◆ **THE PROBLEM**: Reproduce all of the records below word for word, leaving out the pictures.

◆ **LISTED ENTRIES**:

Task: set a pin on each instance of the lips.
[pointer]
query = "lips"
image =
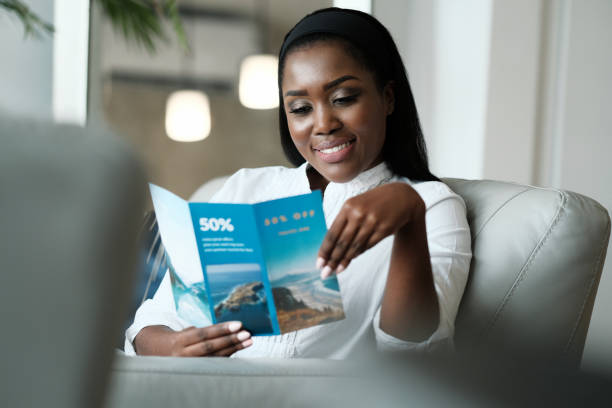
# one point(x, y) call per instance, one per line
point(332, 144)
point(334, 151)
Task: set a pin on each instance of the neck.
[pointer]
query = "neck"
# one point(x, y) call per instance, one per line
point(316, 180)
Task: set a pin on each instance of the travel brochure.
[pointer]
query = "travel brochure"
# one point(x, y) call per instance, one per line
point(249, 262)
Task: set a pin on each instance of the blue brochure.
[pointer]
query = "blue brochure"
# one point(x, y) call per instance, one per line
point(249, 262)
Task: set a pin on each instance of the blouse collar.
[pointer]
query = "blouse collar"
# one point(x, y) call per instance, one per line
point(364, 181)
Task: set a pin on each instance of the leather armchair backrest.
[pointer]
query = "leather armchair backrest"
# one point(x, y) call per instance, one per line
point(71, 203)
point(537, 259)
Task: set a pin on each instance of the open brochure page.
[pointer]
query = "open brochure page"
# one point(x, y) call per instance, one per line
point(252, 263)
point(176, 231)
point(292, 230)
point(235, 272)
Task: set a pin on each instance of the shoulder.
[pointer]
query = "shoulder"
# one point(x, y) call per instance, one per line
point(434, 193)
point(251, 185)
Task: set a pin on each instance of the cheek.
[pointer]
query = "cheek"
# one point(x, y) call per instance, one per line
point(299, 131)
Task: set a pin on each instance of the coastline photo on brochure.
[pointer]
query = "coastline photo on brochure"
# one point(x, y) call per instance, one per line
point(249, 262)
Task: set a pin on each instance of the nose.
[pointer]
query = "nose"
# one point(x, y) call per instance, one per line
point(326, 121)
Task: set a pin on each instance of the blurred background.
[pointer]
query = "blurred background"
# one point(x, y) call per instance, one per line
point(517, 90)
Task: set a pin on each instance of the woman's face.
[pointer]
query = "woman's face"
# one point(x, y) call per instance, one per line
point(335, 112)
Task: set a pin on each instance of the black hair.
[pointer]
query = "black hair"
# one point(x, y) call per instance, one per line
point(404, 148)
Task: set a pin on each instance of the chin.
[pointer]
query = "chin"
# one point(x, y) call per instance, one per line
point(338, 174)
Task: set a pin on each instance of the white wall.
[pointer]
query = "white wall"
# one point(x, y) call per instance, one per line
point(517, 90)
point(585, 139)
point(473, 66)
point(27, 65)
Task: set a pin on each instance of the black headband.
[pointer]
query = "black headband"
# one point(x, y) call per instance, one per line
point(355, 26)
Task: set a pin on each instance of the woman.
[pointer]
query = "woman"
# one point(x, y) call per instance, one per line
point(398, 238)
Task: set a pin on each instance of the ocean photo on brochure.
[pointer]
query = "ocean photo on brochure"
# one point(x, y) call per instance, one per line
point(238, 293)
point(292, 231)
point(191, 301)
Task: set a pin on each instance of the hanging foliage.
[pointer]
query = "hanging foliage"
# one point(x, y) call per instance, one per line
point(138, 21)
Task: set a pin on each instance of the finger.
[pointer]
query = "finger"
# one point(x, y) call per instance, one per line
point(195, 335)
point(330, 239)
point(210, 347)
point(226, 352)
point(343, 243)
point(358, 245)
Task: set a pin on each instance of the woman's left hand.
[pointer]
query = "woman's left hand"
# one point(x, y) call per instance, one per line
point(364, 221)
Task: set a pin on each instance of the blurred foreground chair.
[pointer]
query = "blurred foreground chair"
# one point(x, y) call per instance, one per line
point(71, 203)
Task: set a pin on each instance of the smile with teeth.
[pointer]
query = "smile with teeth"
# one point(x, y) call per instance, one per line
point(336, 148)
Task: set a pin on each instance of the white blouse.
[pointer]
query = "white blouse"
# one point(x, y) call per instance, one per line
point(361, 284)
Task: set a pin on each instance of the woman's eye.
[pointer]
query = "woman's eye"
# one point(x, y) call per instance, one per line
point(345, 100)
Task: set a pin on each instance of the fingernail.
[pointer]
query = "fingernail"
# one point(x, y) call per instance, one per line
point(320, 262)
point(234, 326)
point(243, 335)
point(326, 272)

◆ **WRITTEN RESPONSE**:
Task: set a pin on each instance of the lips.
[pointer]
query = "lips"
image =
# one point(x, y) call per instance, one per line
point(332, 144)
point(334, 151)
Task: set a pin on each instance of the neck.
[pointer]
query = "neck"
# one point(x, y) call per instance, one per line
point(316, 180)
Task: set a pin on each instance of the travel brochure.
[pointer]
query = "travel brochure"
# one point(x, y) call per instance, one per line
point(249, 262)
Task: set a pin on each instance of the blue brochure.
[pointer]
query = "blue brochure"
# one point(x, y) call per instance, one per line
point(249, 262)
Task: set a pin on each instance of the blouse collar.
[pointer]
query = "blouse collar"
# one point(x, y) call per instance, one per line
point(364, 181)
Task: set a pin on each instance of the leather armchair backrest.
[pointer]
query = "leather armchair backrest"
# one point(x, y) call per instance, one per line
point(71, 203)
point(537, 259)
Task: set a pin on each instance of the open brochure page.
[pointer]
query = "open brochure page"
# one point(x, y) call per instance, one per line
point(252, 263)
point(176, 231)
point(292, 230)
point(235, 272)
Task: set a pin on each instance of the shoulder.
[pointer]
query = "shoulder"
# one point(x, y) call per instance, one per line
point(434, 193)
point(251, 185)
Task: set a pin on each instance of the cheek.
[pointer]
query = "cheek"
# one point(x, y) call per instance, one per line
point(299, 131)
Task: set a pin on each instance of the coastline photo on brochure.
[pointer]
query = "coastline photo on brochure"
# one point(x, y) call per instance, one per line
point(249, 262)
Task: set a pin on each instance of the nose.
[pointer]
query = "nose"
# one point(x, y) call per instance, one per line
point(326, 121)
Task: set a pin on each instance of the blurred background.
[pointer]
query = "blurred background"
# one point(x, y) call per instance, one per line
point(517, 90)
Task: set a pin on each instance of the woman's face.
[pointer]
query = "woman's face"
# one point(x, y) call per instance, one per line
point(335, 112)
Task: set a pin on each instance of the black hair.
[pointer]
query = "black hair"
# one point(x, y) call per instance, one per line
point(404, 148)
Task: set a pin on each instance of the chin.
[pointer]
query = "chin"
# one point(x, y) call per instance, one per line
point(338, 174)
Task: set a pin on each instance of the white wall.
[pointer]
query = "white wall"
# one point(x, y) call per instance, one per line
point(517, 90)
point(585, 139)
point(473, 66)
point(27, 65)
Task: set a pin on each instance of the black headband.
[pointer]
query = "black headband"
# one point(x, y) call per instance, one per line
point(355, 26)
Task: set a pin on each instance of the woman.
[pointer]
query = "woman"
# one point(x, y) call per instance, one per line
point(398, 238)
Task: set a pin on each instance of the ocean photo on brochure.
[pointer]
query = "ocean photo on brochure"
# one point(x, y) call per instance, one per line
point(238, 293)
point(292, 231)
point(191, 301)
Task: set a pin on each instance of the hanging foliage.
[pointer]
query = "hanging foliage"
# one point(x, y) call per instance, one per line
point(138, 21)
Task: set a pin on each instance of the finger.
[pointer]
query = "finger"
# one point(x, y) call per instance, one per line
point(195, 335)
point(330, 239)
point(210, 347)
point(226, 352)
point(343, 243)
point(358, 245)
Task: set a pin on each instance of the woman's left hand.
[pointer]
query = "woman's left hand"
# one point(x, y) call per instance, one per line
point(364, 221)
Task: set a pin on each instance of the blurred foreground chair.
[pointer]
query = "blurred foreground chair"
# one point(x, y) call per instance, one per line
point(71, 203)
Task: set a pin on each instance of the smile with teeth.
[pointer]
query = "smile with teeth"
# one point(x, y) call per instance, one per line
point(336, 148)
Task: set a pin on each instance of the white blouse.
[pointer]
query = "white blouse"
# one point(x, y) call per instance, one per line
point(361, 284)
Task: set a pin on each instance of the woman's eye.
[pointer]
query = "woman's eye"
# one point(x, y) call per instance, one per line
point(345, 100)
Task: set a pin on each instance of the fingernail.
[pointer]
query = "fingernail"
# one point(x, y) call per instance, one per line
point(320, 262)
point(234, 326)
point(243, 335)
point(326, 272)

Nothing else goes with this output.